EXERCISE BRIEF ::
Each entry must be written out again exactly as it stands.

INFORMATION PROVIDED ::

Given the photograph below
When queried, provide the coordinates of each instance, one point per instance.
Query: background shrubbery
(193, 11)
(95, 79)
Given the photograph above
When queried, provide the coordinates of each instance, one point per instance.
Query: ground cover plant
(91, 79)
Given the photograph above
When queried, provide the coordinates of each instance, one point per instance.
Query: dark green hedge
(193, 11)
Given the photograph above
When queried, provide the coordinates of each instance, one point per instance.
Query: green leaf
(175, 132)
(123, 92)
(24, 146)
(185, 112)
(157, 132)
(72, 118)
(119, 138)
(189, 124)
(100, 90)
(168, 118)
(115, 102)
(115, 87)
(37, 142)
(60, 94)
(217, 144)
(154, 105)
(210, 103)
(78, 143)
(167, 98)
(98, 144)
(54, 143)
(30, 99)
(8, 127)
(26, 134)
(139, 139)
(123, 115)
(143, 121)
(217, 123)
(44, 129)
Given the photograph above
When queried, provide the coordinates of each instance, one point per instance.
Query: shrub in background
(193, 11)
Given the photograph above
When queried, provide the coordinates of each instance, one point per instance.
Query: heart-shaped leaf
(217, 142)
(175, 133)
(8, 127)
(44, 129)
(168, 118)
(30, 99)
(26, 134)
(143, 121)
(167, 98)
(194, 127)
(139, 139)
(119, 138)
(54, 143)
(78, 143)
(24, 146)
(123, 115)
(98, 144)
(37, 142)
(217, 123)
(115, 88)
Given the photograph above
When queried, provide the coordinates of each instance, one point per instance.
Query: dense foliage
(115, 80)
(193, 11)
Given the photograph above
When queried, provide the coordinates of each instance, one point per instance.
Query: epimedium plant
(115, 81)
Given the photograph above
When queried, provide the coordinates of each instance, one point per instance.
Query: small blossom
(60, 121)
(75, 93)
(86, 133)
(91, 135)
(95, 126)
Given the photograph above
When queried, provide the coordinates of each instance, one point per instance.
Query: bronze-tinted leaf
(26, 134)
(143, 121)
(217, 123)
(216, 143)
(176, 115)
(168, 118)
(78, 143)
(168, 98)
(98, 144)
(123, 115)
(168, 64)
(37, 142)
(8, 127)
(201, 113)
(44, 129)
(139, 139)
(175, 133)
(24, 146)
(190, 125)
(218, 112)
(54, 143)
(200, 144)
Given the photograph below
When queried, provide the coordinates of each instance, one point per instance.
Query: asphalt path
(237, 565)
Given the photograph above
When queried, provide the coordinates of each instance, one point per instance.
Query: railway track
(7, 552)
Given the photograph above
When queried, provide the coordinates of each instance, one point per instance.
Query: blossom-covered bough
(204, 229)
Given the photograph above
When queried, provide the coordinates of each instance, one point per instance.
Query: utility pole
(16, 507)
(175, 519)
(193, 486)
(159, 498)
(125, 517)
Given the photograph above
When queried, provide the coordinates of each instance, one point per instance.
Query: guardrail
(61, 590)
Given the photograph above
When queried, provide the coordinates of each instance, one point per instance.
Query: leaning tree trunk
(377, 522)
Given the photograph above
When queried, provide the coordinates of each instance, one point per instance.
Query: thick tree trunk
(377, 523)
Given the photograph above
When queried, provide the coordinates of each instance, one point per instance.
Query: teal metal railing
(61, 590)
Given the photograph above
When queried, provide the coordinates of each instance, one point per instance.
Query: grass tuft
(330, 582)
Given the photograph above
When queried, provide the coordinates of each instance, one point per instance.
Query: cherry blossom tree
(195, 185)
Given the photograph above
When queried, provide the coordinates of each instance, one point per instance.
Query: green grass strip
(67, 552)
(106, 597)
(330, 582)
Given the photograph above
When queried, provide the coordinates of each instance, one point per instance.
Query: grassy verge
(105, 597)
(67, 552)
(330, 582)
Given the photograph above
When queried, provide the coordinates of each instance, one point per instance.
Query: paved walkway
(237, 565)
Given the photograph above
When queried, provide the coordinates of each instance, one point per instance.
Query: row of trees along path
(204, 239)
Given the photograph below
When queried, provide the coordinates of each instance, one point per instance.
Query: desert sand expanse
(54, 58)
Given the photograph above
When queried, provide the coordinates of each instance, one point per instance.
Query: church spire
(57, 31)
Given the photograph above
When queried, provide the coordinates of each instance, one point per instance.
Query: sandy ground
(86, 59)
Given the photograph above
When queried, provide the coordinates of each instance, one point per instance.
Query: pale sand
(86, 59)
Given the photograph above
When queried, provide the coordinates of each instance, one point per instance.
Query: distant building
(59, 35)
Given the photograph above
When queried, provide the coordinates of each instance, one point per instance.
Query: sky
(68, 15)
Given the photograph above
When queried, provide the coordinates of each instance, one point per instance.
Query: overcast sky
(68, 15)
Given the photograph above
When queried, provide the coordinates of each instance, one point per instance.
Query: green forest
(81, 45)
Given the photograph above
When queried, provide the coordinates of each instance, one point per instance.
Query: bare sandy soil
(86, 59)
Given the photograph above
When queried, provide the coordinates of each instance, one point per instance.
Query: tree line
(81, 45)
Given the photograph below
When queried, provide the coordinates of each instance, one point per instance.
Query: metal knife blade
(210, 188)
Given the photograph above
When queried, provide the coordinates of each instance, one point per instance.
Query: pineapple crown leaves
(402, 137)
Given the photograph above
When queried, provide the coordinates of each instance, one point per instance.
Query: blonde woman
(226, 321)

REPLY ::
Given the photograph below
When queried, provide the coordinates of each instance, one point per instance.
Query: background shrubbery
(193, 11)
(95, 79)
Given the photograph above
When queried, provide the coordinates of each instance, one point per instance.
Query: ground cover plant
(91, 79)
Given the photograph above
When queried, provide the coordinates of each instance, one point per instance.
Query: dark green hedge
(193, 11)
Given the photograph above
When queried, provide the coordinates of each instance, one point per instance.
Query: green leaf
(175, 132)
(123, 92)
(24, 146)
(185, 112)
(157, 132)
(72, 118)
(119, 138)
(189, 124)
(100, 90)
(168, 118)
(115, 102)
(115, 87)
(37, 142)
(60, 94)
(217, 144)
(154, 105)
(210, 103)
(78, 143)
(167, 98)
(98, 144)
(54, 143)
(30, 99)
(8, 127)
(26, 134)
(139, 139)
(123, 115)
(143, 121)
(217, 123)
(44, 129)
Given the photograph above
When queried, provide the coordinates of each instance, one point per instance.
Query: shrub in background
(193, 11)
Given the photograph above
When queried, provide the coordinates of each instance, one point per instance.
Query: heart-shaped leaf
(217, 142)
(175, 133)
(8, 127)
(44, 129)
(168, 118)
(30, 99)
(26, 134)
(143, 121)
(167, 98)
(194, 127)
(139, 139)
(119, 138)
(54, 143)
(78, 143)
(24, 146)
(123, 115)
(98, 144)
(37, 142)
(217, 123)
(115, 88)
Given the photograph above
When queried, provide the coordinates of each instance, one point per instance.
Query: dense foliage
(115, 80)
(193, 11)
Given the photograph above
When queried, provide the coordinates of each instance, one point per instance.
Query: epimedium plant
(115, 81)
Given the photograph above
When queried, provide the coordinates of each instance, one point per instance.
Query: small blossom
(60, 121)
(75, 93)
(86, 133)
(91, 135)
(95, 126)
Given the photograph above
When queried, provide the coordinates of each instance, one point per instance.
Query: bronze-tinted leaf
(26, 134)
(143, 121)
(217, 123)
(216, 143)
(176, 115)
(168, 118)
(78, 143)
(168, 98)
(98, 144)
(123, 115)
(168, 64)
(37, 142)
(8, 127)
(201, 113)
(44, 129)
(139, 139)
(175, 133)
(24, 146)
(190, 125)
(218, 112)
(54, 143)
(200, 144)
Given the photograph below
When queried, provide the coordinates of each instance, one point per instance.
Query: asphalt path
(237, 565)
Given the photograph above
When queried, provide the coordinates of each instance, one point per instance.
Query: railway track
(7, 552)
Given the photograph above
When queried, provide the coordinates of each instance, one point per instance.
Query: blossom-covered bough
(204, 229)
Given the photograph above
When queried, provide the coordinates of each instance, one point per instance.
Query: utility pole
(16, 507)
(175, 519)
(193, 486)
(159, 498)
(125, 517)
Given the photograph above
When queried, provide the coordinates of each instance, one point per instance.
Query: guardrail
(61, 590)
Given the photograph above
When queried, provide the coordinates of each instance, one point per instance.
Query: leaning tree trunk
(377, 522)
Given the photograph above
When queried, provide the coordinates of each instance, one point per instance.
Query: thick tree trunk
(377, 523)
Given the photograph above
When queried, provide the coordinates of each instance, one point per instance.
Query: teal metal railing
(61, 590)
Given the photograph above
When queried, provide the coordinates of each instance, one point per instance.
Query: grass tuft
(330, 582)
Given the photograph above
When queried, provide the coordinates of each instance, one point per instance.
Query: cherry blossom tree
(195, 185)
Given the photograph above
When queried, provide the coordinates of each instance, one point per instance.
Query: green grass strip
(67, 552)
(106, 597)
(330, 582)
Given the photograph above
When queried, provide the coordinates of each instance, one point per instance.
Query: grassy verge
(105, 597)
(67, 552)
(330, 582)
Given the photograph above
When queried, provide the coordinates of each instance, one point per instance.
Query: paved walkway
(237, 565)
Given the photograph above
When queried, provide the coordinates of each instance, one point per instance.
Query: row of trees along path
(204, 239)
Given the photograph below
When queried, provide the coordinates of each instance, one point per instance.
Query: desert sand expanse
(54, 58)
Given the photograph above
When queried, provide the coordinates of each instance, one point per instance.
Query: church spire
(57, 31)
Given the photograph above
When queried, provide the coordinates of each instance, one point per instance.
Query: sandy ground
(86, 59)
Given the photograph above
When queried, provide the coordinates of each instance, one point per instance.
Query: pale sand
(86, 59)
Given the photograph above
When queried, provide the coordinates of each instance, one point per instance.
Query: distant building
(59, 35)
Given the photograph above
When queried, provide the coordinates of each instance, one point per instance.
Query: sky
(68, 15)
Given the photograph above
When queried, provide the coordinates of each instance, one point per instance.
Query: overcast sky
(68, 15)
Given the photograph above
When queried, provide the coordinates of each instance, one point per instance.
Query: green forest
(81, 45)
Given the photograph above
When queried, provide the coordinates of each instance, one point per instance.
Query: bare sandy soil
(86, 59)
Given the photograph above
When queried, provide the coordinates of each instance, one point per instance.
Query: tree line
(81, 45)
Given the photograph below
When queried, provide the coordinates of each instance, one point per instance.
Query: metal knife blade
(210, 188)
Given the photograph above
When queried, provide the coordinates of each instance, one point per instance.
Query: pineapple crown leaves
(402, 137)
Given the photograph above
When queried, provide the coordinates of each instance, one point per instance.
Query: blonde woman
(226, 321)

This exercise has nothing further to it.